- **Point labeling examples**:
• • •

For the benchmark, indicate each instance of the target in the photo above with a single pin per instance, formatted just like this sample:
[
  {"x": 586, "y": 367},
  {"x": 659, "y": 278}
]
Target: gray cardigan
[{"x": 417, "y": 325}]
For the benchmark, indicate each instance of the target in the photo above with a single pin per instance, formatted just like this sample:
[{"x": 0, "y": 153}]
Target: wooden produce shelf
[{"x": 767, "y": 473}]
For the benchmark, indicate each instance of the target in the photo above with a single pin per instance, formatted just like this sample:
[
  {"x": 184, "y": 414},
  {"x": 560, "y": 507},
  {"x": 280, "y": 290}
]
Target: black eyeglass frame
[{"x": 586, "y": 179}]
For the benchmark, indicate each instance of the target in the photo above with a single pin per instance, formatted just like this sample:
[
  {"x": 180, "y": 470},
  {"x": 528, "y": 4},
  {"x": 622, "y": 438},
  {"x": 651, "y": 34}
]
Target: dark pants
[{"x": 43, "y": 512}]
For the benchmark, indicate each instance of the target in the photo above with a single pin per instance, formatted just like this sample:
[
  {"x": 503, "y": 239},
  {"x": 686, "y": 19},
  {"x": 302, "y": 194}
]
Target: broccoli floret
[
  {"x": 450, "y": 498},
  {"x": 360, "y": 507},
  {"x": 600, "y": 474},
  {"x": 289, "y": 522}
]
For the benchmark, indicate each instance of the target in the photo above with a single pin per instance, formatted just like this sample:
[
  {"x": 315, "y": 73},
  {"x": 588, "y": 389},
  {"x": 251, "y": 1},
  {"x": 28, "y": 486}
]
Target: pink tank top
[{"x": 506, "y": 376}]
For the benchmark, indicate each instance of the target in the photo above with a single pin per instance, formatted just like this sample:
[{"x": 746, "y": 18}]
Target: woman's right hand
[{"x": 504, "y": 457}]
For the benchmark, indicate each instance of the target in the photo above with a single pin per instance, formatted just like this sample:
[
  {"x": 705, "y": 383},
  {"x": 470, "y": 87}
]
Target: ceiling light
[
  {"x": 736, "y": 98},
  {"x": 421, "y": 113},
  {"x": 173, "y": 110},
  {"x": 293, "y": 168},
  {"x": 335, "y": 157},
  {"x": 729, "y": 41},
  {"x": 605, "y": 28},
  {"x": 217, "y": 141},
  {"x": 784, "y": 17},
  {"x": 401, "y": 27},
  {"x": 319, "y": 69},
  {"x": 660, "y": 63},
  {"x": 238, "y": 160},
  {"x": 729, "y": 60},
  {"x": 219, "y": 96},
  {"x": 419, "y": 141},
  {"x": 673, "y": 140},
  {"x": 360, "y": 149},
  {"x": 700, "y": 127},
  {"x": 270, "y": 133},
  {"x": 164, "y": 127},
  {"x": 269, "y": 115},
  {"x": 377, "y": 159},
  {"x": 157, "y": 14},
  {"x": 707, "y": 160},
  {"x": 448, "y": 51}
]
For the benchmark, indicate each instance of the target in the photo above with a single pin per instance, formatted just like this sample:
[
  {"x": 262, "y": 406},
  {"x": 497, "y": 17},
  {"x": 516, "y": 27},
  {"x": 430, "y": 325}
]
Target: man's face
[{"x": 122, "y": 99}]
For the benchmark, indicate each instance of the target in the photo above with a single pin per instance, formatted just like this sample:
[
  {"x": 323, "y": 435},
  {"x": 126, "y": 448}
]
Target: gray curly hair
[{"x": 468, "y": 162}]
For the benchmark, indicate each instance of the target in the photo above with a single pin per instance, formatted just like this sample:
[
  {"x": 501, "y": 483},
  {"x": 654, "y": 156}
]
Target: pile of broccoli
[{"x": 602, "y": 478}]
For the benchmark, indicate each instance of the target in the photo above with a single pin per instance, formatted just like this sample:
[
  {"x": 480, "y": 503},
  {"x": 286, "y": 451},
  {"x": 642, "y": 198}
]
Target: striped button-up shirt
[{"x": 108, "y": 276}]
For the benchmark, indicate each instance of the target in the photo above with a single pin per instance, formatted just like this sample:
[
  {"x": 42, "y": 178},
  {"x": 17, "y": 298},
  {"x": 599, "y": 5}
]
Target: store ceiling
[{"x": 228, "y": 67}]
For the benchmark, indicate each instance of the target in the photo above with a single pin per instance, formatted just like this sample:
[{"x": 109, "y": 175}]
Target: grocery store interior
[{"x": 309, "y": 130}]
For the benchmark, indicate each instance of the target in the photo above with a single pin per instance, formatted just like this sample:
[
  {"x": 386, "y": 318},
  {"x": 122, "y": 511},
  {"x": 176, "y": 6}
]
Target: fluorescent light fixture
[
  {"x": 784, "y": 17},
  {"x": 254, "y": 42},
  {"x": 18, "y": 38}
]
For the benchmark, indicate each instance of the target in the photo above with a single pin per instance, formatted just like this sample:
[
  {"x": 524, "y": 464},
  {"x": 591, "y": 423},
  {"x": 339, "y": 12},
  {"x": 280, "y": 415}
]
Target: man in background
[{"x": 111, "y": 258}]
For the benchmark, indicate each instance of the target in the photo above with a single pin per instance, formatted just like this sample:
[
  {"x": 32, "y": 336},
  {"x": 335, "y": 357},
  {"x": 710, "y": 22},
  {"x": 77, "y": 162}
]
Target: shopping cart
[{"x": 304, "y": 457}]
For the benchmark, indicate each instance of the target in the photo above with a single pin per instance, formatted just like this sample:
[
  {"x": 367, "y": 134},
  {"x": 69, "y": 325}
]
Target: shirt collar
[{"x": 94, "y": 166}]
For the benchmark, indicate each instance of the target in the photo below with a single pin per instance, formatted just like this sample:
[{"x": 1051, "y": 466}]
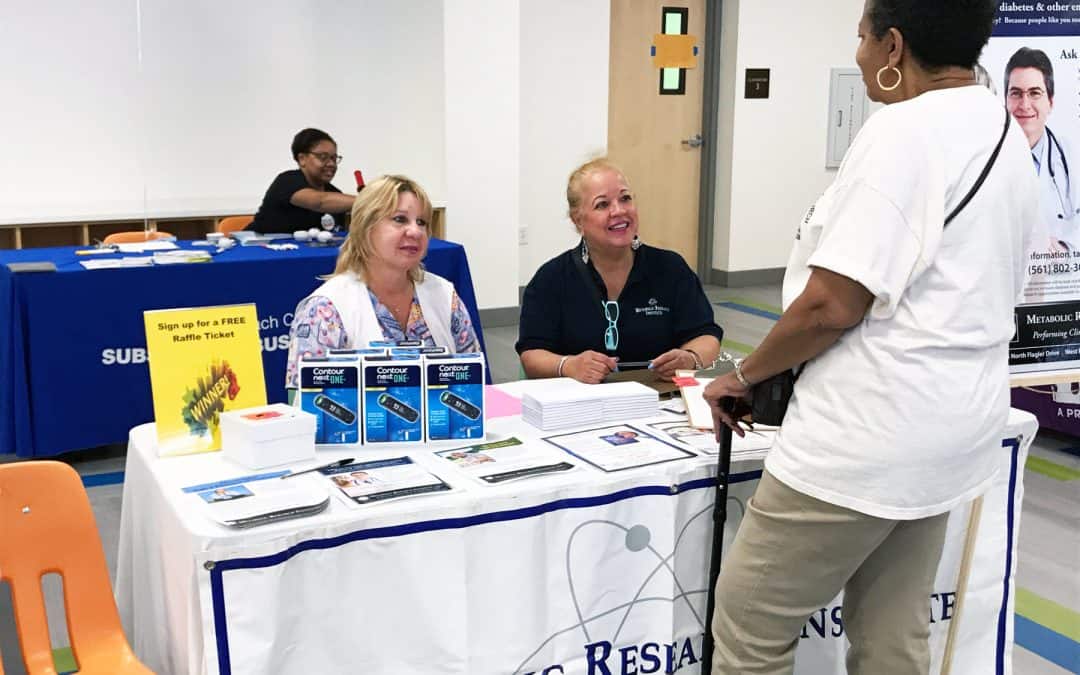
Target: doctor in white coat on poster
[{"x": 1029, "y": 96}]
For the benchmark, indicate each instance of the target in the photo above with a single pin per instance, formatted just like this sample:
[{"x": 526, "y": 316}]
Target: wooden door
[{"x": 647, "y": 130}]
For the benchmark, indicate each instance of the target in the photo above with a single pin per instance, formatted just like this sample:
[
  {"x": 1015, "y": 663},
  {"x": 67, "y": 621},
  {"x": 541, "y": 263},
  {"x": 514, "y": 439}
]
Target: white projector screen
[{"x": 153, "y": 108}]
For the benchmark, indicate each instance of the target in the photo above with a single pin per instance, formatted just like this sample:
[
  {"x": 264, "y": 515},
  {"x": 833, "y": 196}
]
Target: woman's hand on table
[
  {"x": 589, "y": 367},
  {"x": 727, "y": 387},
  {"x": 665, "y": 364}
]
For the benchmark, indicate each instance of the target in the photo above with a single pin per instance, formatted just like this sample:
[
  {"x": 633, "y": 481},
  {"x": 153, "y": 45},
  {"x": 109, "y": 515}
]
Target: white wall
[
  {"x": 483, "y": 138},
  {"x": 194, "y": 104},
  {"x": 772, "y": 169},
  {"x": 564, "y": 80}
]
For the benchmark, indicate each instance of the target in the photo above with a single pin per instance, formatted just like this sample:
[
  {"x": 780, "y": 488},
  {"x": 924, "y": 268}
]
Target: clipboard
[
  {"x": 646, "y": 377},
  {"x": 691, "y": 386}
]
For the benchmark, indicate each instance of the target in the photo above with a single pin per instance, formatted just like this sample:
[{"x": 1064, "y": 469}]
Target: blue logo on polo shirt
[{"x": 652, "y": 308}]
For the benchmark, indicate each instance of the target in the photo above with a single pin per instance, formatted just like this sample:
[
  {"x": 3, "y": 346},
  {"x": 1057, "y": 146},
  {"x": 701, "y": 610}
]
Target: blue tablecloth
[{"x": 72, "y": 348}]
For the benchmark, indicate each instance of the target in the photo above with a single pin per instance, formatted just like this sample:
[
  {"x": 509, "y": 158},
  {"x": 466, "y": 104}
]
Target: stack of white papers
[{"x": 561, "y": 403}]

• • •

- **What is asked**:
Copy the records exactly. Skip the pictures.

- **Solution to the problem**:
For the benchmark, indicate each instance of the target in the photo above with a single pin per instance, formatted just like this sample:
[
  {"x": 586, "y": 367},
  {"x": 659, "y": 278}
]
Target: gray cardigan
[{"x": 417, "y": 325}]
For the benchmark, indicate each instance of the target in the photo above with a single pin per instance, formatted just like this sample:
[{"x": 0, "y": 153}]
Target: wooden produce shelf
[{"x": 767, "y": 473}]
For the benchmark, indicate each instance of the target in the photo above with a single pin per instance, formatted just like this sample:
[
  {"x": 184, "y": 414},
  {"x": 560, "y": 507},
  {"x": 280, "y": 290}
]
Target: black eyeglass frame
[{"x": 586, "y": 179}]
For the benchmark, indicate each instance of the target in the photo above with a single pin per instance, formatted just like this sample:
[
  {"x": 180, "y": 470},
  {"x": 528, "y": 4},
  {"x": 622, "y": 438},
  {"x": 651, "y": 34}
]
Target: dark pants
[{"x": 43, "y": 512}]
For the benchmark, indicate each instance of the target in the photo above with a single pin per instance, formatted just like this sample:
[
  {"x": 503, "y": 239},
  {"x": 686, "y": 19},
  {"x": 302, "y": 194}
]
Target: broccoli floret
[
  {"x": 450, "y": 498},
  {"x": 360, "y": 507},
  {"x": 600, "y": 474},
  {"x": 289, "y": 522}
]
For the benchmark, indicate each instance of the target in the photo above with a single pin per instance, formatted just like this sample:
[
  {"x": 315, "y": 73},
  {"x": 588, "y": 389},
  {"x": 251, "y": 1},
  {"x": 28, "y": 486}
]
Target: pink tank top
[{"x": 506, "y": 376}]
For the benchmark, indicate each instance of the target in the photo above with a single pin per instance, formatted just like this sample:
[{"x": 746, "y": 18}]
Target: woman's right hand
[{"x": 504, "y": 457}]
For the benchmark, indicate each instance of the target in the photo above with a single pin per instance, formatted just like this sample:
[
  {"x": 705, "y": 383},
  {"x": 470, "y": 87}
]
Target: ceiling light
[
  {"x": 736, "y": 98},
  {"x": 421, "y": 113},
  {"x": 173, "y": 110},
  {"x": 293, "y": 168},
  {"x": 335, "y": 157},
  {"x": 729, "y": 41},
  {"x": 605, "y": 28},
  {"x": 217, "y": 141},
  {"x": 784, "y": 17},
  {"x": 401, "y": 27},
  {"x": 319, "y": 69},
  {"x": 660, "y": 63},
  {"x": 238, "y": 160},
  {"x": 729, "y": 60},
  {"x": 219, "y": 96},
  {"x": 419, "y": 141},
  {"x": 673, "y": 140},
  {"x": 360, "y": 149},
  {"x": 700, "y": 127},
  {"x": 270, "y": 133},
  {"x": 164, "y": 127},
  {"x": 269, "y": 115},
  {"x": 377, "y": 159},
  {"x": 157, "y": 14},
  {"x": 707, "y": 160},
  {"x": 448, "y": 51}
]
For the benchmark, indicate each instance of the target in the photo above with a single pin per instance, formatted just like this sample:
[
  {"x": 262, "y": 406},
  {"x": 497, "y": 17},
  {"x": 516, "y": 27},
  {"x": 430, "y": 325}
]
Target: man's face
[{"x": 122, "y": 99}]
For the benchmark, indicate each instance of the target in the photo above with a single pin per instance, formatted just like this sample:
[
  {"x": 323, "y": 435},
  {"x": 126, "y": 448}
]
Target: gray curly hair
[{"x": 468, "y": 162}]
For the benchmark, indicate each instance of the target in the photo above with a single pin per instance, formatted just like this sample:
[
  {"x": 501, "y": 483},
  {"x": 654, "y": 156}
]
Target: pile of broccoli
[{"x": 602, "y": 478}]
For the benchmark, indicate each instance of the target in the photo above with a single pin per instance, formatted just like this sample:
[
  {"x": 480, "y": 503},
  {"x": 286, "y": 451},
  {"x": 642, "y": 198}
]
Target: striped button-up shirt
[{"x": 108, "y": 276}]
For the benchmark, indicate each instance of the target in the photo above with a single pin per instance, formatted just like this sample:
[
  {"x": 42, "y": 178},
  {"x": 17, "y": 298},
  {"x": 599, "y": 5}
]
Target: store ceiling
[{"x": 228, "y": 67}]
For the benchmark, indicate each instance of the target in the photo above with a single pin per instance, formatted just like this sample:
[{"x": 109, "y": 175}]
Target: grocery store interior
[{"x": 309, "y": 130}]
For the benchmark, indicate each instance of the target in the photo above with a single pin per instance, formatted just like this sample:
[
  {"x": 386, "y": 318},
  {"x": 122, "y": 511},
  {"x": 176, "y": 6}
]
Target: fluorescent light fixture
[
  {"x": 784, "y": 17},
  {"x": 254, "y": 42},
  {"x": 18, "y": 38}
]
For the benchmark, indicate each instance of the target in the photo above with a single pin per instance, formatted just like this sample:
[
  {"x": 524, "y": 464},
  {"x": 591, "y": 423},
  {"x": 339, "y": 12},
  {"x": 280, "y": 415}
]
Target: man in background
[{"x": 111, "y": 258}]
For the benchmark, indicate each instance of the target in the photo above with a single pin per instance, formatted just like this sample:
[
  {"x": 32, "y": 336},
  {"x": 335, "y": 357},
  {"x": 710, "y": 22},
  {"x": 77, "y": 162}
]
Target: shopping cart
[{"x": 304, "y": 457}]
For the benchmark, indicate each instance of the target in the photo above with a single pin per instance, formatted just like this sample:
[
  {"x": 367, "y": 134},
  {"x": 69, "y": 325}
]
Target: shirt collar
[{"x": 94, "y": 166}]
For the benchmark, indicate each instance of the target in the photo below with a single pin per instance, formatted just like this sample:
[{"x": 1051, "y": 466}]
Target: doctor in white coat on poster
[{"x": 1029, "y": 96}]
For the benchmark, indicate each instance of the target in the photo above with a single pin per instance, formatted just like this sample:
[{"x": 526, "y": 316}]
Target: wooden door
[{"x": 647, "y": 130}]
For the benchmark, indicate each instance of the target in the photo above with a single pin per instance, formatted just like this sample:
[
  {"x": 1015, "y": 663},
  {"x": 67, "y": 621},
  {"x": 541, "y": 263},
  {"x": 514, "y": 439}
]
Target: white projector screen
[{"x": 153, "y": 108}]
For the benchmark, indicate each instance of the target in the photo above with a single pin per instance, formatted just like this sample:
[
  {"x": 264, "y": 515},
  {"x": 833, "y": 196}
]
Target: woman's hand on table
[
  {"x": 589, "y": 367},
  {"x": 727, "y": 387},
  {"x": 665, "y": 364}
]
For the benchmark, indicate each instance of the target in the photo above with a single pin per instance, formatted just like this sample:
[
  {"x": 633, "y": 481},
  {"x": 153, "y": 45},
  {"x": 109, "y": 515}
]
Target: white wall
[
  {"x": 483, "y": 138},
  {"x": 194, "y": 104},
  {"x": 772, "y": 169},
  {"x": 564, "y": 80}
]
For the benchmark, indicate each instance of the target in the photo above with a single pin per instance, formatted just like this sample:
[
  {"x": 780, "y": 488},
  {"x": 924, "y": 268}
]
Target: clipboard
[
  {"x": 646, "y": 377},
  {"x": 691, "y": 386}
]
For the benchmark, indicate each instance of the target in the photo above with a single pin per instance, formatted just like this sample:
[{"x": 1064, "y": 469}]
Target: blue logo on polo shirt
[{"x": 652, "y": 308}]
For the benchmark, indicate each instance of the target in the photo above with a single pin per instance, formatted just like this sample:
[
  {"x": 3, "y": 346},
  {"x": 1057, "y": 146},
  {"x": 701, "y": 610}
]
Target: blue tablecloth
[{"x": 72, "y": 348}]
For the benchmark, indicate each instance of the target in the photo above with a single pin per instance, formatted just like this sample:
[
  {"x": 509, "y": 158},
  {"x": 466, "y": 104}
]
Target: stack of white papers
[{"x": 561, "y": 403}]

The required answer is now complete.